**THE TASK**
Each line below must be printed exactly as it stands.

(Referring expression pointing data)

----------------

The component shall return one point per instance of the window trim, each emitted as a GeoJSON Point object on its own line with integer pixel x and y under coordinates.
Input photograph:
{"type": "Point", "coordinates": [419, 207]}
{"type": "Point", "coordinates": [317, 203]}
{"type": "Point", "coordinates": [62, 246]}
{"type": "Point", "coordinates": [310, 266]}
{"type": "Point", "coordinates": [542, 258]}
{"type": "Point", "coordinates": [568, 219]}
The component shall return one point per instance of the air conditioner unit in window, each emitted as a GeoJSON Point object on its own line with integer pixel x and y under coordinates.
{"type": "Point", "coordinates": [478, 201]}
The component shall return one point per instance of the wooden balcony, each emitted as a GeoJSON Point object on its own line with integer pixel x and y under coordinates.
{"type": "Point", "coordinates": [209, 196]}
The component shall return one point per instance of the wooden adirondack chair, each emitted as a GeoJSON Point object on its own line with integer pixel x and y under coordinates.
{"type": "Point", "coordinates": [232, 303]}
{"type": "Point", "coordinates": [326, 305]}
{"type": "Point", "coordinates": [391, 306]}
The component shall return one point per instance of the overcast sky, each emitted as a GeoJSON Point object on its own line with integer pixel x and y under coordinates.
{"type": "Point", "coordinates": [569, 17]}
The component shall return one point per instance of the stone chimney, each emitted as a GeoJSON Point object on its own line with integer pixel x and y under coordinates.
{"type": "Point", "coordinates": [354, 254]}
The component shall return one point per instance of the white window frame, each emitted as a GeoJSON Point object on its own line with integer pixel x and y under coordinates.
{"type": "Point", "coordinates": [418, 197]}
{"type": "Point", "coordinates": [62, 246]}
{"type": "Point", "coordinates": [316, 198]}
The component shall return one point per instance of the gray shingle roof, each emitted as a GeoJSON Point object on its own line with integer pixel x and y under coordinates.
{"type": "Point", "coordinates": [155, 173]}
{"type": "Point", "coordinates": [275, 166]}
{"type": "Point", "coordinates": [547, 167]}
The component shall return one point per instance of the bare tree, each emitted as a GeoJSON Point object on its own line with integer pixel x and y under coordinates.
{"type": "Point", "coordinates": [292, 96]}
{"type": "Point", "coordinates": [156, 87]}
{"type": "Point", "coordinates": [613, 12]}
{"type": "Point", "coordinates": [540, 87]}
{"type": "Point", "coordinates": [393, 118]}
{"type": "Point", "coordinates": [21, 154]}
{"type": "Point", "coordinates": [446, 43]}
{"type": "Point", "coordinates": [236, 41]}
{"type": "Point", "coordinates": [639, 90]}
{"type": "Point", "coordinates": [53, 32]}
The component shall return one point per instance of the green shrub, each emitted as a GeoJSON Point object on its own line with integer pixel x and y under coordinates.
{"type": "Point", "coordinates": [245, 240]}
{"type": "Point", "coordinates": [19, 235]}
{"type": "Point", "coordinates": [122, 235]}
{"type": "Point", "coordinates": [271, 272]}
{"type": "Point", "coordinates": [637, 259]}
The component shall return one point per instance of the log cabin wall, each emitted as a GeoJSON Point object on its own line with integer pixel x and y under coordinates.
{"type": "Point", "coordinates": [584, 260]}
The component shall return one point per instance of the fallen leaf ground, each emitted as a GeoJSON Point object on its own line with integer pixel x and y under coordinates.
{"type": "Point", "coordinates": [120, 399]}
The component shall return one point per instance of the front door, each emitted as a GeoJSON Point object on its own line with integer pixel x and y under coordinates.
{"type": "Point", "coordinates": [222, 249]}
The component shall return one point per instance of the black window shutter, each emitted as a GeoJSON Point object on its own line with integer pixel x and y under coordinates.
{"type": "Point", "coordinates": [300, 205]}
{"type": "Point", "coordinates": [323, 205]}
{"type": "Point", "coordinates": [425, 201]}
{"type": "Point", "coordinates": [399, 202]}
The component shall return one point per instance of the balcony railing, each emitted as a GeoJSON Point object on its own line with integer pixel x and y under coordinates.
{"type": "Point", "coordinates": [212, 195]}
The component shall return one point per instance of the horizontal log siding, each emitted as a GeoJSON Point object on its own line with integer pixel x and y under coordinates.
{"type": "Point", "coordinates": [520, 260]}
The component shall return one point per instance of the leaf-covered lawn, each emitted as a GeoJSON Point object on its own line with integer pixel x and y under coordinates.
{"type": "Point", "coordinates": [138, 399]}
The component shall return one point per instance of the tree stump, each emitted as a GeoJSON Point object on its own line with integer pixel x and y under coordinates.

----------------

**ANSWER TO THIS EXERCISE**
The component shall return one point per instance of the window trim, each emitted as a GeoJSON Point object on its own line with integer pixel x and y under coordinates.
Input photograph:
{"type": "Point", "coordinates": [419, 207]}
{"type": "Point", "coordinates": [317, 203]}
{"type": "Point", "coordinates": [62, 246]}
{"type": "Point", "coordinates": [310, 266]}
{"type": "Point", "coordinates": [542, 258]}
{"type": "Point", "coordinates": [568, 219]}
The component shall return one point per instance of the air conditioner unit in window, each emitted as a GeoJSON Point object on its own line with integer pixel x and y under coordinates.
{"type": "Point", "coordinates": [478, 201]}
The component shall return one point per instance of the wooden balcony, each emitted as a GeoJSON Point object on its own line with integer pixel x and y under coordinates.
{"type": "Point", "coordinates": [209, 196]}
The component shall return one point per instance of the wooden adirondack chair, each emitted as a GeoJSON Point object on its own line with integer pixel x and y under coordinates.
{"type": "Point", "coordinates": [232, 303]}
{"type": "Point", "coordinates": [326, 305]}
{"type": "Point", "coordinates": [391, 306]}
The component shall return one point per instance of the overcast sky, each emitted as a GeoJSON Point object on its own line with integer pixel x and y under coordinates.
{"type": "Point", "coordinates": [569, 17]}
The component shall return one point per instance of the stone chimney, each emitted as a GeoJSON Point object on its own line with integer pixel x and y under coordinates.
{"type": "Point", "coordinates": [354, 254]}
The component shall return one point per instance of the white window frame, each emitted as a GeoJSON Point object on its own line with integer pixel x and y under coordinates.
{"type": "Point", "coordinates": [418, 197]}
{"type": "Point", "coordinates": [62, 246]}
{"type": "Point", "coordinates": [316, 198]}
The component shall return one point per instance of the gray shingle roof, each emitted as a GeoJSON Point object on its own line with integer pixel x and y under coordinates.
{"type": "Point", "coordinates": [155, 173]}
{"type": "Point", "coordinates": [275, 166]}
{"type": "Point", "coordinates": [547, 167]}
The component shall return one point per instance of the bare tree, each emitted as a GeoJSON Point object on its own line with integer pixel x and y under coordinates.
{"type": "Point", "coordinates": [292, 96]}
{"type": "Point", "coordinates": [156, 87]}
{"type": "Point", "coordinates": [613, 12]}
{"type": "Point", "coordinates": [540, 87]}
{"type": "Point", "coordinates": [393, 118]}
{"type": "Point", "coordinates": [21, 154]}
{"type": "Point", "coordinates": [446, 43]}
{"type": "Point", "coordinates": [236, 41]}
{"type": "Point", "coordinates": [639, 90]}
{"type": "Point", "coordinates": [53, 32]}
The component shall return one point per instance of the green shrub, each emitted as a GeoJSON Point object on its own line with integer pixel x and y under coordinates.
{"type": "Point", "coordinates": [245, 240]}
{"type": "Point", "coordinates": [19, 235]}
{"type": "Point", "coordinates": [122, 235]}
{"type": "Point", "coordinates": [271, 272]}
{"type": "Point", "coordinates": [637, 259]}
The component shall return one point per instance of the log cabin wall, each emitted as a GeoJSON Point object on its own line with integer pixel x and y under coordinates.
{"type": "Point", "coordinates": [584, 260]}
The component shall return one point per instance of the fallen leaf ground, each emitted as a GeoJSON Point object on its own line with integer pixel x and y under coordinates.
{"type": "Point", "coordinates": [120, 399]}
The component shall return one point per instance of the front door, each emitted as a GeoJSON Point object on its own line with integer pixel x and y under coordinates.
{"type": "Point", "coordinates": [222, 249]}
The component shall return one point per instance of the black window shutter, each emitted as a GeoJSON Point object on its own line with integer pixel x and y under coordinates.
{"type": "Point", "coordinates": [300, 205]}
{"type": "Point", "coordinates": [323, 205]}
{"type": "Point", "coordinates": [425, 201]}
{"type": "Point", "coordinates": [399, 202]}
The component shall return one point per instance of the balcony railing, each emitted as a GeoJSON Point object on its own line with integer pixel x and y under coordinates.
{"type": "Point", "coordinates": [212, 195]}
The component shall return one point per instance of the horizontal log siding, each emitted as a GeoJSON Point object on its own line with integer pixel x and y under coordinates.
{"type": "Point", "coordinates": [520, 260]}
The component shall return one point per instance of the leaf-covered lawn, each emitted as a GeoJSON Point object on its own line with integer pixel x and y under coordinates.
{"type": "Point", "coordinates": [138, 399]}
The component shall return one point per instance of the tree stump, each emitted as a GeoJSON Point object on its own line with integer pixel x and y under coordinates.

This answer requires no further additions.